20/01/2012
Le cerveau Bayésien, c'est Jack Bauer.
"- Alors, Jack, cette réponse ?
- Je vous demande une minute, M. le Président
- Il me faut une solution maintenant Jack : dois-je décider d'annuler la frappe nucléaire en cours ?
- Juste une minute M. le Président, et je vous donne la solution définitive."
Le paradigme Bayésien (dont je vous ai parlé il y a peu) s'infiltre dans les sciences cognitives comme l'eau d'Evian dans les couches granitiques : il aura fallu quelques milliers d'années, mais un jour ou l'autre, ça vient à la surface. Le problème avec les (nouveaux) paradigmes, c'est qu'ils méritent un peu d'explication. Dont acte.
Imaginez qu'on vous présente un sac de billes. Vous avez (entre autres) la notion de contenant/contenu, et votre outil personnel de reconnaissance de forme vous permet de deviner qu'il y a dans ce sac souple des objets arrondis : dès la première fraction de seconde, votre cerveau s'est emparé de cette vision pour la remâcher à sa guise ; mais oublions un instant ce travail réalisé en tâche de fond pour nous concentrer sur les événements et votre réaction intellectuelle.

> Données fournies:
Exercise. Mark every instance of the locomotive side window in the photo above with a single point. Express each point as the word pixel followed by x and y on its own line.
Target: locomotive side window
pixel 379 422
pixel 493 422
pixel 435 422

> Problèmes à résoudre:
a: Répondez aux questions suivantes d'après l'extrait :
(i) De combien de temps Jack dit-il avoir besoin ?
(ii) À quoi l'auteur compare-t-il la manière dont le paradigme bayésien s'infiltre dans les sciences cognitives ?
(iii) Qu'est-ce que le lecteur est invité à imaginer qu'on lui présente ?
b: Transcrivez fidèlement l'extrait de « Imaginez qu'on vous » à « votre réaction intellectuelle. ».
Les enregistrements ne sont pas utiles pour ce travail.

> Résultats des exercices:
a:
(i) Une minute.
(ii) À l'eau d'Evian qui s'infiltre dans les couches granitiques.
(iii) Un sac de billes.

b:
Imaginez qu'on vous présente un sac de billes. Vous avez (entre autres) la notion de contenant/contenu, et votre outil personnel de reconnaissance de forme vous permet de deviner qu'il y a dans ce sac souple des objets arrondis : dès la première fraction de seconde, votre cerveau s'est emparé de cette vision pour la remâcher à sa guise ; mais oublions un instant ce travail réalisé en tâche de fond pour nous concentrer sur les événements et votre réaction intellectuelle.